[EXTRACTED ENTRIES]

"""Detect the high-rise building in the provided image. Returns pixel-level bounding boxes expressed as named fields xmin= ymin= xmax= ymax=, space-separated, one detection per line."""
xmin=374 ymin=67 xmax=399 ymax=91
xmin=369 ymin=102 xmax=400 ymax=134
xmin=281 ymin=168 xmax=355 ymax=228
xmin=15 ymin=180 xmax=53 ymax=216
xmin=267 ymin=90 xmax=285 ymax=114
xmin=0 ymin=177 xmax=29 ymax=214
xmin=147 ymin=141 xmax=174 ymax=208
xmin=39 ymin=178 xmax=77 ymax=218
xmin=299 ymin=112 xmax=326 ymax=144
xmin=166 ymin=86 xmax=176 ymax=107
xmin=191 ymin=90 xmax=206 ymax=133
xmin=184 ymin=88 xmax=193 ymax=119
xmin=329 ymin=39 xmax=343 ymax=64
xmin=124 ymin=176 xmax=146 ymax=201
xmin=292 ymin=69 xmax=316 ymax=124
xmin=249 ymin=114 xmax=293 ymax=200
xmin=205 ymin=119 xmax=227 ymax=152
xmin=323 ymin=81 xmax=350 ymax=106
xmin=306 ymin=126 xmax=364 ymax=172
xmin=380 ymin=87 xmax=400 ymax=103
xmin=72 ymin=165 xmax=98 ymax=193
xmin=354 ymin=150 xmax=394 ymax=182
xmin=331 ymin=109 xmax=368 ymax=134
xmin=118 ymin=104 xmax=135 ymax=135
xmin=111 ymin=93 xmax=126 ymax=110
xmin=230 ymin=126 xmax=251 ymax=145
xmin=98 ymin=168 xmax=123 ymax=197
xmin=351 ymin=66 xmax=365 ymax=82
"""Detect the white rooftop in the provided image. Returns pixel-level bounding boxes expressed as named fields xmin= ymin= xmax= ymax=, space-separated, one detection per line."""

[/EXTRACTED ENTRIES]

◆ **WHAT YOU SHOULD DO**
Set out every record in full, exactly as given.

◆ **EXERCISE ANSWER**
"""Detect the high-rise building in the provided image. Returns pixel-level bounding boxes expressed as named fields xmin= ymin= xmax= ymax=, space-separated, one detection per line."""
xmin=374 ymin=67 xmax=399 ymax=91
xmin=369 ymin=102 xmax=400 ymax=134
xmin=281 ymin=168 xmax=355 ymax=228
xmin=15 ymin=180 xmax=53 ymax=216
xmin=267 ymin=90 xmax=285 ymax=114
xmin=0 ymin=177 xmax=29 ymax=214
xmin=147 ymin=141 xmax=174 ymax=208
xmin=39 ymin=178 xmax=77 ymax=218
xmin=299 ymin=112 xmax=326 ymax=144
xmin=166 ymin=86 xmax=176 ymax=107
xmin=191 ymin=90 xmax=206 ymax=133
xmin=184 ymin=88 xmax=193 ymax=119
xmin=329 ymin=39 xmax=343 ymax=64
xmin=124 ymin=176 xmax=146 ymax=201
xmin=292 ymin=69 xmax=316 ymax=124
xmin=249 ymin=114 xmax=293 ymax=200
xmin=205 ymin=119 xmax=227 ymax=152
xmin=323 ymin=81 xmax=350 ymax=106
xmin=306 ymin=126 xmax=364 ymax=172
xmin=380 ymin=87 xmax=400 ymax=103
xmin=72 ymin=165 xmax=98 ymax=193
xmin=354 ymin=150 xmax=394 ymax=182
xmin=331 ymin=109 xmax=368 ymax=134
xmin=118 ymin=104 xmax=135 ymax=135
xmin=111 ymin=93 xmax=126 ymax=110
xmin=230 ymin=126 xmax=251 ymax=145
xmin=98 ymin=168 xmax=123 ymax=197
xmin=351 ymin=66 xmax=365 ymax=82
"""Detect the white rooftop in the provided image. Returns pixel-level bounding boxes expressed as named fields xmin= ymin= xmax= ymax=, space-separated, one detection per line."""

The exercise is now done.